**Work task 1:** Reproduce verbatim the stretch of the lung cancer passage from "Vimentin, a type" through "tumor cells [4,5].".
**Work task 2:** Write a continuation of the passage on vimentin in metastatic lung cancer, starting right after its last sentence.

**Passage provided:**
· · · · · · ·

Lung cancer is the leading cause of cancer deaths in the United States . Non–small cell lung cancer (NSCLC) represents 80% of all lung cancers . At the time of NSCLC diagnosis, 40–50% of patients already have stage 4 disease and a 5-year survival rate of <1%. Up to one-half of the remaining patients who undergo curative surgery will have recurrence with metastatic disease [1,3]. At present, there are no treatments that target the process of metastatic spread.
Vimentin, a type 3 intermediate filament, is involved in multiple steps of the metastatic cascade, including epithelial-to mesenchymal transition (EMT), breach of the basement membrane, dissociation of cells from the original tumor, invasion into new tissue, and establishment at a secondary site . Vimentin expression is upregulated in NSCLC and is used as a diagnostic marker to distinguish between the initial progression of localized epithelial cells and the invasive spread of metastatic tumor cells [4,5].
Multiple gene abnormalities contribute to the development of NSCLC. Two of the most common mutations are to the oncogene Kras and to the tumor suppressor gene p53 . To investigate the role of vimentin in the development and progression of NSCLC, we use a mouse model in which lung adenocarcinomas are induced by Cre recombinase–mediated expression of a mutant Kras allele. We crossed these mice with mice harboring floxed alleles of Tp53 to create a model of metastatic lung cancer.

· · · · · · ·

**Material provided:**
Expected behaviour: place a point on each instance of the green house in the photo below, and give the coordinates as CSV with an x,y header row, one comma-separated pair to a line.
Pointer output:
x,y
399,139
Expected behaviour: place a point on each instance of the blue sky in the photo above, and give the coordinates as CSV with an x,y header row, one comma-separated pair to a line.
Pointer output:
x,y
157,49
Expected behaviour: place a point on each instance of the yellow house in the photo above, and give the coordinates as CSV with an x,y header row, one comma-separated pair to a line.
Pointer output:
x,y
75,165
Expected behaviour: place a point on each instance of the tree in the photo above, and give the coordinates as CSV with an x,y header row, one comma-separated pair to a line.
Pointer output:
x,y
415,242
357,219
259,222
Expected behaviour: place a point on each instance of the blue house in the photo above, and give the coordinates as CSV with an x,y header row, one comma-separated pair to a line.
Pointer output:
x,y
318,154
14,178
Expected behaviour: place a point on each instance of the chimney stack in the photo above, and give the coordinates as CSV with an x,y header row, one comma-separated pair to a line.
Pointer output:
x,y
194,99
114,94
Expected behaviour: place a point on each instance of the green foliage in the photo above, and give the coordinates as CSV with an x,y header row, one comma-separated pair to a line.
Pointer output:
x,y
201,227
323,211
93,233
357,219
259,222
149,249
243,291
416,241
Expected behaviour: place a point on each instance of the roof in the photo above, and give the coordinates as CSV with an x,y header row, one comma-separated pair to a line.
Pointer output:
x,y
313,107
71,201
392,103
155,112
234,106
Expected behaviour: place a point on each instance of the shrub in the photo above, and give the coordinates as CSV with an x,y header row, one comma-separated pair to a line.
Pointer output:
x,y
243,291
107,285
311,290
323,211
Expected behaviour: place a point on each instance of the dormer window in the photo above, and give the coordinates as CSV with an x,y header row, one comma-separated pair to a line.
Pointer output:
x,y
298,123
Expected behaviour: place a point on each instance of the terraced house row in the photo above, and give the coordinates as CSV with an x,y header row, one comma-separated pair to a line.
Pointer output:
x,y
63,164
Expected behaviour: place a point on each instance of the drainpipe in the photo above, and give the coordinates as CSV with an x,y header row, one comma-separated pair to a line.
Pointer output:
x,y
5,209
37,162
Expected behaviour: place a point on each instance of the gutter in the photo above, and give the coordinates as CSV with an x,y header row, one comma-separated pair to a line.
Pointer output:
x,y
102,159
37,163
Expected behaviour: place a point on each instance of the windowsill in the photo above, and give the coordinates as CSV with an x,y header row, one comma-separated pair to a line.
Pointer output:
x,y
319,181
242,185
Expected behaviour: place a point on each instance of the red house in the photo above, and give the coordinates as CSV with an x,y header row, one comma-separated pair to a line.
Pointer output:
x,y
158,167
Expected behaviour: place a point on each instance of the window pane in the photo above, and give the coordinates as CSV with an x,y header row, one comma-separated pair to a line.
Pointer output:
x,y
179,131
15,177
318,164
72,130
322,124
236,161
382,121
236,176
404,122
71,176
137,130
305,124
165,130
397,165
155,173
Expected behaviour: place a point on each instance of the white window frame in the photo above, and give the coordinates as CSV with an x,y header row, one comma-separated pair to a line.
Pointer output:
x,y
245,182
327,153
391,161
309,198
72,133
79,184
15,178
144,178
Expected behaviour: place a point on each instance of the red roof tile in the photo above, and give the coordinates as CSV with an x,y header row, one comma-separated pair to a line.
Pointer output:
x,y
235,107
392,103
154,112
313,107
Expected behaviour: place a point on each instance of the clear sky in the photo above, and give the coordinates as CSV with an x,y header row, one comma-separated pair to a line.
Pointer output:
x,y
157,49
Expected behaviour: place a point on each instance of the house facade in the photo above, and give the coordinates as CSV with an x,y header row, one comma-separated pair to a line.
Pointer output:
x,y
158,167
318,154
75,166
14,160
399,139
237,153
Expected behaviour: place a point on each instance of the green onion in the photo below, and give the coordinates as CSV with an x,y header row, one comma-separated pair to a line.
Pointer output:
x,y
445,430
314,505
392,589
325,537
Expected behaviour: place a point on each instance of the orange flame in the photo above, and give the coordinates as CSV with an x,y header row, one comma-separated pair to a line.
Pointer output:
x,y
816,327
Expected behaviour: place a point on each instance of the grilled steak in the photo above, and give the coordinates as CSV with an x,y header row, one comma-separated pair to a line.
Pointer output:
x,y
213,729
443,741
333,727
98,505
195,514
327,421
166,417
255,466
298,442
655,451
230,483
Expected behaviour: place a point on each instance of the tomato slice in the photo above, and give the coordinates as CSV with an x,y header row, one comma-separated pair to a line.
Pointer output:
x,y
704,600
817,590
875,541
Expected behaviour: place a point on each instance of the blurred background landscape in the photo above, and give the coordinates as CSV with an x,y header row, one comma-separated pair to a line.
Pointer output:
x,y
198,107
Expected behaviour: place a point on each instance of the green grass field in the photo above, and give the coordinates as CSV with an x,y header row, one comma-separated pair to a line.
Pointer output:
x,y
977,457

· · · · · · ·

**Written answer 1:**
Vimentin, a type 3 intermediate filament, is involved in multiple steps of the metastatic cascade, including epithelial-to mesenchymal transition (EMT), breach of the basement membrane, dissociation of cells from the original tumor, invasion into new tissue, and establishment at a secondary site . Vimentin expression is upregulated in NSCLC and is used as a diagnostic marker to distinguish between the initial progression of localized epithelial cells and the invasive spread of metastatic tumor cells [4,5].

**Written answer 2:**
We then crossed the resultant mice with vimentin-null mice. Compared with wild-type mice with induced lung adenocarcinoma, the vimentin-null mice had prolonged survival, decreased tumor burden, and decreased lymph node involvement, suggesting a reduction in the spread of metastatic cancer cells.
The compound withaferin A is a steroidal lactone that binds to vimentin and causes disassembly of the network. Withaferin A has been shown to inhibit cancer cell migration in vitro . When wild-type mice with induced lung adenocarcinoma were treated with withaferin A, they showed evidence of slower tumor progression than did untreated mice. These findings shine a hopeful light on the treatment of NSCLC in the future.